Fast access of bitmap buffer with numpy

jiong3 commented 7 years ago

Hi,

currently the bitmap buffer can be accessed using freetype.Bitmap.buffer which returns a python list of all the bytes. Then I can use np.fromiter to get a numpy array, however, due to the python loop through all the bytes, this is really slow.

Is there a way to access the memory that the buffer points to directly with numpy? Anything I have to consider if I try to do that?

rougier commented 7 years ago

Good point. I think numpy.frombuffer might be useful in such a case but I've never really experienced it. However I think this might be a good starting point.

jiong3 commented 7 years ago

So I had a look around on the internet and found different ways to do that:

@staticmethod
def get_np_array0(bitmap, num_bytes):
    # 34.625 / 36.874
    return np.fromiter(bitmap.buffer, dtype=np.uint8)

@staticmethod
def get_np_array1(bitmap, num_bytes):
    # 19.933 / 21.485
    return np.fromiter(bitmap._FT_Bitmap.buffer, dtype=np.uint8, count=num_bytes)

@staticmethod
def get_np_array2(bitmap, num_bytes):
    # 0.037 / 1.158, int_asbuffer is not documented
    return np.core.multiarray.int_asbuffer(ctypes.addressof(bitmap._FT_Bitmap.buffer.contents), num_bytes)

Information shown:
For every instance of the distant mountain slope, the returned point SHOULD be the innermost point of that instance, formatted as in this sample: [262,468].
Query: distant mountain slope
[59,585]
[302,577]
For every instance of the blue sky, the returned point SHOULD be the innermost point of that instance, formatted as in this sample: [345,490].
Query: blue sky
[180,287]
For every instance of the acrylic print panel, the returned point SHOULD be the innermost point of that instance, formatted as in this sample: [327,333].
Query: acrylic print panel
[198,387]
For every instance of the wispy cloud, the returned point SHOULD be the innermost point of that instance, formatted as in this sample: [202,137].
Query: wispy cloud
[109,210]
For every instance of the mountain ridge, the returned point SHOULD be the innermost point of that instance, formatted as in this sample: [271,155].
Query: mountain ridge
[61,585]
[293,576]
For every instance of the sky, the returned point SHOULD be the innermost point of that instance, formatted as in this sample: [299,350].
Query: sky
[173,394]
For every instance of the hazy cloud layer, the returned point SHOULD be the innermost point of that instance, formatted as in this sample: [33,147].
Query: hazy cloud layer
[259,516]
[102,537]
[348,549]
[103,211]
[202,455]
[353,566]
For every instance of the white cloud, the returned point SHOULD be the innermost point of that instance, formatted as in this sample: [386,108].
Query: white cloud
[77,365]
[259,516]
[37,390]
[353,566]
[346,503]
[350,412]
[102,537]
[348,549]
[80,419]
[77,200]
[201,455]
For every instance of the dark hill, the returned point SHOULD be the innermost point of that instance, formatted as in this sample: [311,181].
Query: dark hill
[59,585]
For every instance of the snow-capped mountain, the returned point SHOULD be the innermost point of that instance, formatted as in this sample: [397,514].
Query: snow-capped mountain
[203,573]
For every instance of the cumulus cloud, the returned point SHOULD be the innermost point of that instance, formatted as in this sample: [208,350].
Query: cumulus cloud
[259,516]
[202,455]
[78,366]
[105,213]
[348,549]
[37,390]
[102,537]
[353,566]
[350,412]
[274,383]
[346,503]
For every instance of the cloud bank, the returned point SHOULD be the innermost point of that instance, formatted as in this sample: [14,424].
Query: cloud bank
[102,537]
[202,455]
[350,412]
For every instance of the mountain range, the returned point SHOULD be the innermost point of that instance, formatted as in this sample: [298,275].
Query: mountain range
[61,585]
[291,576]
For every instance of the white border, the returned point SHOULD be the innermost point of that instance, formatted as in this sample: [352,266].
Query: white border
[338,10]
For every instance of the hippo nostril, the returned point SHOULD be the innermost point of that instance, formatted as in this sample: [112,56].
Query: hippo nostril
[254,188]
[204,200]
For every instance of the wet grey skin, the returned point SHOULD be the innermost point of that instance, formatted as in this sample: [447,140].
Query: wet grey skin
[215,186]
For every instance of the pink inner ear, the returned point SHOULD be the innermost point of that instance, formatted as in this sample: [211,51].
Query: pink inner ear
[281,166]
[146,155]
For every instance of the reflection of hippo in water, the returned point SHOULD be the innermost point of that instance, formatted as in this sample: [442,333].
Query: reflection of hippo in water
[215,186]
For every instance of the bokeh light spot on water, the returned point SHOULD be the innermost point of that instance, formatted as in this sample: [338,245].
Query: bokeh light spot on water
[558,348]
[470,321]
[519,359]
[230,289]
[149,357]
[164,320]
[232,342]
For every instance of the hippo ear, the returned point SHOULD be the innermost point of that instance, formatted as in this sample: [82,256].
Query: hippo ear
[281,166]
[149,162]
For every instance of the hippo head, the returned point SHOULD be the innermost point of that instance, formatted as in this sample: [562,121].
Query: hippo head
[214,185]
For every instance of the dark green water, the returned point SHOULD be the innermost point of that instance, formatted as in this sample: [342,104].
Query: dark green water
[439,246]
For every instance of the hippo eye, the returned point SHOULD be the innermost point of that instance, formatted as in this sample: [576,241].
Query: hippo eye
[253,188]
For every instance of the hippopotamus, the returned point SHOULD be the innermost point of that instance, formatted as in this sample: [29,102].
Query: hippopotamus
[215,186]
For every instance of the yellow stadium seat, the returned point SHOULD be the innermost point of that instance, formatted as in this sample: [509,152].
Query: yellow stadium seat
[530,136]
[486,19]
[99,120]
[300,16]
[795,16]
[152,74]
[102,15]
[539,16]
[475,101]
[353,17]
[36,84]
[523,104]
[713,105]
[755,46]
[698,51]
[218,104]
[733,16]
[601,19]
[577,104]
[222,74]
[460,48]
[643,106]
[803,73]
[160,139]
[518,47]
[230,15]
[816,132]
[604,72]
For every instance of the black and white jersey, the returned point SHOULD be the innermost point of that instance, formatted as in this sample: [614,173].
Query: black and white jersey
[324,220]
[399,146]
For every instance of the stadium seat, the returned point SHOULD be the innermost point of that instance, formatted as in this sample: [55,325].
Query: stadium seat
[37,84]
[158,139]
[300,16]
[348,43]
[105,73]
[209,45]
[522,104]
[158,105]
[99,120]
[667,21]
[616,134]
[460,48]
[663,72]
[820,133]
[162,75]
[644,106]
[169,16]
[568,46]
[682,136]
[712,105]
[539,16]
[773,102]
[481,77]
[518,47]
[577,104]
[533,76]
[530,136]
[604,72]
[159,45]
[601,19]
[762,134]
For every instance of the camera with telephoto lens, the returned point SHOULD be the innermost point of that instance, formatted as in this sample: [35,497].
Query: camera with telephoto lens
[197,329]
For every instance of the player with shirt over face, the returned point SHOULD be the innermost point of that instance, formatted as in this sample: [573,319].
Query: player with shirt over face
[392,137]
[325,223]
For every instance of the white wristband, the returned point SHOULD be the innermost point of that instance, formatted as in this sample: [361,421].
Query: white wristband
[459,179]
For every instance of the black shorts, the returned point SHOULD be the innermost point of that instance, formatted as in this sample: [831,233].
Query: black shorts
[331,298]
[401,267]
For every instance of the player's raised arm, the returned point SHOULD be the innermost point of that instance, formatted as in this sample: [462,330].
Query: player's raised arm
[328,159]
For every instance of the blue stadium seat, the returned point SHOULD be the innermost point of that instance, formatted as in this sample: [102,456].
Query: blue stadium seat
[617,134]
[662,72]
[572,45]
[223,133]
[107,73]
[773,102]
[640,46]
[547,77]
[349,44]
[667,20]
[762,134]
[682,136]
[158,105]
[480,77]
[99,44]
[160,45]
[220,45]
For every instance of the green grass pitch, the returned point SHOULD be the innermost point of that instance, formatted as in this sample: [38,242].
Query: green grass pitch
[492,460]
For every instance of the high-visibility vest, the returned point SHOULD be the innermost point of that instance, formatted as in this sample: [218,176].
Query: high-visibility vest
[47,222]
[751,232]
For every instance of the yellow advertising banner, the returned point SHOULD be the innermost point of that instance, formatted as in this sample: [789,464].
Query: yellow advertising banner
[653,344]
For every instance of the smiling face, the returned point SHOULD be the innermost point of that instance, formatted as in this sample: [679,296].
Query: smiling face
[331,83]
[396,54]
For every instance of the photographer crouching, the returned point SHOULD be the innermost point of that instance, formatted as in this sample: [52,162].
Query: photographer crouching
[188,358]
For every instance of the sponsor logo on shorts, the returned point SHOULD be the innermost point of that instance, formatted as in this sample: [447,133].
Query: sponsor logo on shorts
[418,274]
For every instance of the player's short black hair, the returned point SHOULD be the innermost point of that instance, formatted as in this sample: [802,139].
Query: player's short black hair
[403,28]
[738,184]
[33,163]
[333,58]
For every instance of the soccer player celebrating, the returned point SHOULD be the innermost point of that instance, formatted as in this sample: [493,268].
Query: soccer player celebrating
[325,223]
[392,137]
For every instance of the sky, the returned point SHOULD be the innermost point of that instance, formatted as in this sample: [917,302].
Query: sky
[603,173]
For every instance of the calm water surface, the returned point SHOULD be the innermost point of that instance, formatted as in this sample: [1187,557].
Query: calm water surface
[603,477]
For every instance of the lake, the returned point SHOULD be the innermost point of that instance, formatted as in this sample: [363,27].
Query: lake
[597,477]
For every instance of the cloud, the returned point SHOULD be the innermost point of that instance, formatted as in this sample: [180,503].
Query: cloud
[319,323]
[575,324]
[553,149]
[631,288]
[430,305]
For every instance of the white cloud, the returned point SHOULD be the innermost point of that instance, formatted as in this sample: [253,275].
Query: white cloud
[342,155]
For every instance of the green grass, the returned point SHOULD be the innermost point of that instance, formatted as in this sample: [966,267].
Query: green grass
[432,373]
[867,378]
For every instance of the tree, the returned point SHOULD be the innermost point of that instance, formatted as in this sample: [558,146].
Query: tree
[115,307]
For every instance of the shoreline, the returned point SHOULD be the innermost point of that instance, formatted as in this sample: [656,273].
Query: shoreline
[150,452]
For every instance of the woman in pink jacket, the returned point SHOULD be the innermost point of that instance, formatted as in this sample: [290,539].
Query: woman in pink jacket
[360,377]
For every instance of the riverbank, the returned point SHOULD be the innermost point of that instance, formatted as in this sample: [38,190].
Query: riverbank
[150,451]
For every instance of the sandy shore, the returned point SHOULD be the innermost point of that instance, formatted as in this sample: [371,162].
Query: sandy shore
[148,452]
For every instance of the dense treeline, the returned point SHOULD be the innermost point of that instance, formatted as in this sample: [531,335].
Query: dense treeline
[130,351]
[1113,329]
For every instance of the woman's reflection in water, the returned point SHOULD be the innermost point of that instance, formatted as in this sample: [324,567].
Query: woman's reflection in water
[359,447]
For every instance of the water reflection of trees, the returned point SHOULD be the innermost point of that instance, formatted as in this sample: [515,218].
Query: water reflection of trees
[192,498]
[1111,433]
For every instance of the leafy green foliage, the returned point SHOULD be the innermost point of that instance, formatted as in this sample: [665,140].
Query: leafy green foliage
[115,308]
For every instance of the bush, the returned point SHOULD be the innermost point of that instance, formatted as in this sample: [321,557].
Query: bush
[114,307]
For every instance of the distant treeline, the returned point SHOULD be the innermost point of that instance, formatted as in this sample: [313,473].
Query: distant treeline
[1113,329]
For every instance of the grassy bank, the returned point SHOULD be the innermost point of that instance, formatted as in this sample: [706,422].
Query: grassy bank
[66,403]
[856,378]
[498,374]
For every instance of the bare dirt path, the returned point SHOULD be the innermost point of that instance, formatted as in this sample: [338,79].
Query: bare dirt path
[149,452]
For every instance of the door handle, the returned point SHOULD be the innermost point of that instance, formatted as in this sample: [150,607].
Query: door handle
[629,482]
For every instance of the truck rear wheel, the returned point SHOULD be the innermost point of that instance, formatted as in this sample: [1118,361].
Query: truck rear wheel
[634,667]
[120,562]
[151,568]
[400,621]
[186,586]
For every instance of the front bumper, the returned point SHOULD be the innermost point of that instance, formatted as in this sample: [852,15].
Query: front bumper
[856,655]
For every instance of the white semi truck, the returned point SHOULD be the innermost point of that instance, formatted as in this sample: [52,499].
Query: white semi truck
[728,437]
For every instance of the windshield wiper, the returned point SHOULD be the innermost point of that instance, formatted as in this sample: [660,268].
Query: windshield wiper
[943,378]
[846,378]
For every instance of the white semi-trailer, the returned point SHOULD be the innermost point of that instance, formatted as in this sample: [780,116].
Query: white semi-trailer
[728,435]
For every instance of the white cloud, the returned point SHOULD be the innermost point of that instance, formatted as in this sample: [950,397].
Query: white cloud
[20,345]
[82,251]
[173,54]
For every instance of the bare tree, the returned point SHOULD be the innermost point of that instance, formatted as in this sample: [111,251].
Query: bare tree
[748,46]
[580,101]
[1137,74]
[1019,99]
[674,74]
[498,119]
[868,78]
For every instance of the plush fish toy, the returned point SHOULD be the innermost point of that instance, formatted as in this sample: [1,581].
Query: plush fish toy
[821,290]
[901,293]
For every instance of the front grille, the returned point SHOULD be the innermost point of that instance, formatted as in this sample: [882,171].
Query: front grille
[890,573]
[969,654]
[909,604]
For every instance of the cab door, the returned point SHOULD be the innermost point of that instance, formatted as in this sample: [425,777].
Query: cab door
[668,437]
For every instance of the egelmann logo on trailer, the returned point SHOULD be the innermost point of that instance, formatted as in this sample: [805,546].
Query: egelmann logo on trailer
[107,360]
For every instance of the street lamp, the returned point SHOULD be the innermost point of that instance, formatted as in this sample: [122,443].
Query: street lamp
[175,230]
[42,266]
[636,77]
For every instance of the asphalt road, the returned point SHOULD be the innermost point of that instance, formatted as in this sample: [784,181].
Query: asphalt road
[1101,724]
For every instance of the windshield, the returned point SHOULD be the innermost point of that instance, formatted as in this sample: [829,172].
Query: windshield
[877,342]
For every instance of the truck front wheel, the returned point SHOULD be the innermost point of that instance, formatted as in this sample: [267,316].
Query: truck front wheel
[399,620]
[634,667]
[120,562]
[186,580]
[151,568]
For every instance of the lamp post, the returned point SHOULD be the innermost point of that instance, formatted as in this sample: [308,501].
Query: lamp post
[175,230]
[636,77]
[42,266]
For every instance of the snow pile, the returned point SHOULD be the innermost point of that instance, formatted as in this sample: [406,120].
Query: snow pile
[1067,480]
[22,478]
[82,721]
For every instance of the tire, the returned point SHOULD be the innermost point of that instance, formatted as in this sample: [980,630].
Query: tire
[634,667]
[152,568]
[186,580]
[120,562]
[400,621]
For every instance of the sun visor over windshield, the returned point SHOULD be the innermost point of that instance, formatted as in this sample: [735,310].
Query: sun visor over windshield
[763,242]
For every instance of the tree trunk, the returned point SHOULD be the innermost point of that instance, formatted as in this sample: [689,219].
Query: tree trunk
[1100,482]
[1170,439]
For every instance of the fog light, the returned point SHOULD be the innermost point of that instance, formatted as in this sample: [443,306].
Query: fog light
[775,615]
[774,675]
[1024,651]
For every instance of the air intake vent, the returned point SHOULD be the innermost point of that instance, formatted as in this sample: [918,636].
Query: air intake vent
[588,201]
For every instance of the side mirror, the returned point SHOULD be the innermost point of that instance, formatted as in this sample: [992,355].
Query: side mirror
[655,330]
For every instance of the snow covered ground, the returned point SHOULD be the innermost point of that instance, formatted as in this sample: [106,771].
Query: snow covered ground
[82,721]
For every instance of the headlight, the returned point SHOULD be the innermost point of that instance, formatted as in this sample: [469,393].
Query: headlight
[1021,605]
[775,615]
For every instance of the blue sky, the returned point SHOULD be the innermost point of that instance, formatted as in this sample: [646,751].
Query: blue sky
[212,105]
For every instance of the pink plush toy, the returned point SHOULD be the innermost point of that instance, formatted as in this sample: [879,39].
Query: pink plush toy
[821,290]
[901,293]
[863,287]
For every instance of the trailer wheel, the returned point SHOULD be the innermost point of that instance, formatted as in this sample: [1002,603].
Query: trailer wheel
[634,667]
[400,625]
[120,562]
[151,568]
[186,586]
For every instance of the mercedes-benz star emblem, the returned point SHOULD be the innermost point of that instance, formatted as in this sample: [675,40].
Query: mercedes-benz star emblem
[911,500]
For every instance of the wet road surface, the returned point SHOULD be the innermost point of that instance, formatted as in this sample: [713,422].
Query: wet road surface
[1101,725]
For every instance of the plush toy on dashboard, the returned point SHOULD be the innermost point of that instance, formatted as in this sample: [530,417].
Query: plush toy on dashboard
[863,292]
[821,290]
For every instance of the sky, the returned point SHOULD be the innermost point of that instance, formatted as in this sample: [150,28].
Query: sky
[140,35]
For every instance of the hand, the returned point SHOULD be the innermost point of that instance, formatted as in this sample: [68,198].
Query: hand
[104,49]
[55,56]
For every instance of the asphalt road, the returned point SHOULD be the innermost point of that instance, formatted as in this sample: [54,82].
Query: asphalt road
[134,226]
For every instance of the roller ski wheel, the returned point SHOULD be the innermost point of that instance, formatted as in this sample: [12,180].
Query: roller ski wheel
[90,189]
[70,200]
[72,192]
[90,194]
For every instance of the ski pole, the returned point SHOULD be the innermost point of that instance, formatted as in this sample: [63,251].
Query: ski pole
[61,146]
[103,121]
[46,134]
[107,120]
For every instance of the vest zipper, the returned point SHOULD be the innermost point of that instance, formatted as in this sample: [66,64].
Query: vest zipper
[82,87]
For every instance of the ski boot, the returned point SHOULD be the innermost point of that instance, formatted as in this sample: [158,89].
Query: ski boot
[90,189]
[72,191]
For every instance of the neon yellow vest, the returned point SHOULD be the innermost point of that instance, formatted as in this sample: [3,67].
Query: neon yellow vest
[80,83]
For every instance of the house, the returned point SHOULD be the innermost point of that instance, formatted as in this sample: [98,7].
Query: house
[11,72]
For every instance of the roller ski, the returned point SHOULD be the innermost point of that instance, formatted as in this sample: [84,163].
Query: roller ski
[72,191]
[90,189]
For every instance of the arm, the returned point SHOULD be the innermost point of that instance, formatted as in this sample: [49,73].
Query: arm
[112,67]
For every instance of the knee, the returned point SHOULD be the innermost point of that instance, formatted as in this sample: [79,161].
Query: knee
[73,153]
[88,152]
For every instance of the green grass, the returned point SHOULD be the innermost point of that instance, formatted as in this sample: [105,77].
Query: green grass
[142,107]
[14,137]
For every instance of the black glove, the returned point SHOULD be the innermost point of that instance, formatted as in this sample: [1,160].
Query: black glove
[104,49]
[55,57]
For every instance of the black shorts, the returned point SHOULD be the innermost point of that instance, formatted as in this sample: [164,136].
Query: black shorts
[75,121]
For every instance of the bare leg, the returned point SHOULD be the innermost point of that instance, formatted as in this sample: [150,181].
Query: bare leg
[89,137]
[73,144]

Directions:
1. Answer the following questions about the thread on numpy bitmap access.
(a) Which numpy function does rougier suggest might be useful?
(b) Which numpy function did jiong3 first use to turn the bitmap buffer into a numpy array?
(c) Which function carries the comment that int_asbuffer is not documented?
2. Transcribe the passage of the thread on numpy bitmap access starting with "Fast access of" and going on through "is really slow.".
The entries are separate material, independent of the thread.

Answers given:
1.
(a) numpy.frombuffer
(b) np.fromiter
(c) get_np_array2

2.
Fast access of bitmap buffer with numpy

jiong3 commented 7 years ago

Hi,

currently the bitmap buffer can be accessed using freetype.Bitmap.buffer which returns a python list of all the bytes. Then I can use np.fromiter to get a numpy array, however, due to the python loop through all the bytes, this is really slow.